--- Passage shown ---
- What is a "good" or "safe" COI for dogs and cats?
- There is no universal threshold, but most geneticists and breed health organizations use these benchmarks as guides: under 6.25% (equivalent to cousins sharing one common grandparent) is generally considered low risk; 6.25–12.5% is moderate and common in many registered breeds; above 12.5% (equivalent to half-sibling or closer matings) carries meaningfully elevated risk of expressing recessive diseases and reduced immune diversity. Some rare or numerically small breeds may accept higher values due to limited gene pools. Always combine COI with health-test results and breed-specific guidance from your kennel or cat fancy club.
- How many generations should I include?
- A 4-generation pedigree captures roughly 85–90% of the total COI in most breeds; 5 generations catches around 95%. Including more generations increases accuracy but requires more information. If a distant ancestor is unknown, leave that field blank — the calculator treats unknown ancestors as unrelated, which slightly understates the true COI rather than overstating it. For health breeding decisions, filling in as many known ancestors as possible in generations 4 and 5 gives the most reliable result.
--- Provided data ---
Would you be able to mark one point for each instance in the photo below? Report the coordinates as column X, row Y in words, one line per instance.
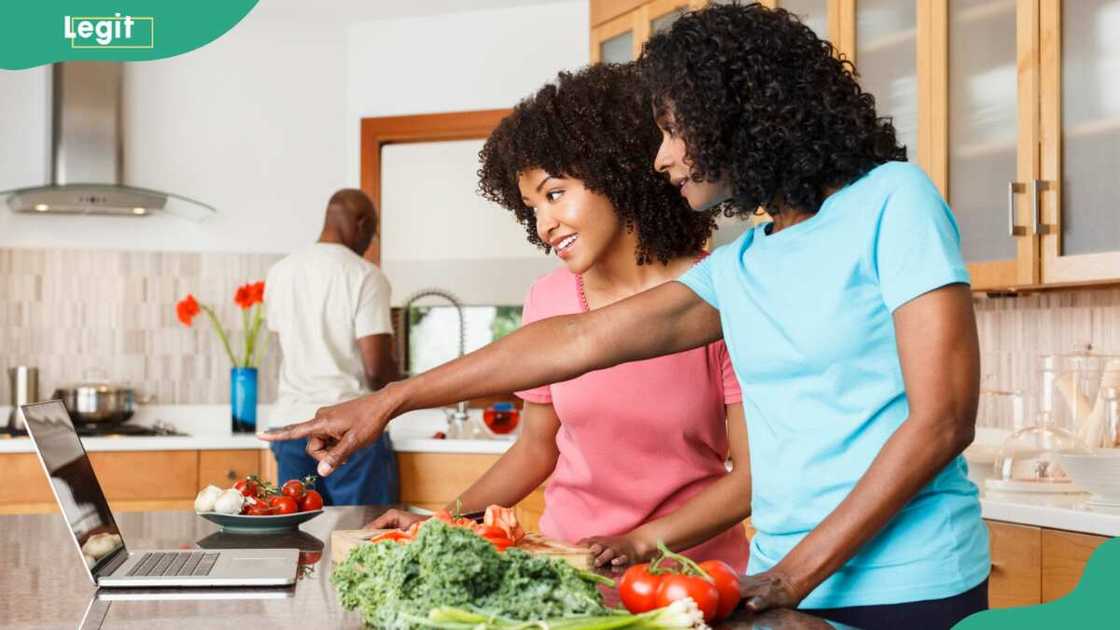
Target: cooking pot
column 98, row 401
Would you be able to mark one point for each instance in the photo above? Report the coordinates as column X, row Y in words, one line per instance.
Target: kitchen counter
---
Problem details – Reproduce word for word the portion of the COI text above between "- What is a" and "should I include?", inclusive.

Written answer –
- What is a "good" or "safe" COI for dogs and cats?
- There is no universal threshold, but most geneticists and breed health organizations use these benchmarks as guides: under 6.25% (equivalent to cousins sharing one common grandparent) is generally considered low risk; 6.25–12.5% is moderate and common in many registered breeds; above 12.5% (equivalent to half-sibling or closer matings) carries meaningfully elevated risk of expressing recessive diseases and reduced immune diversity. Some rare or numerically small breeds may accept higher values due to limited gene pools. Always combine COI with health-test results and breed-specific guidance from your kennel or cat fancy club.
- How many generations should I include?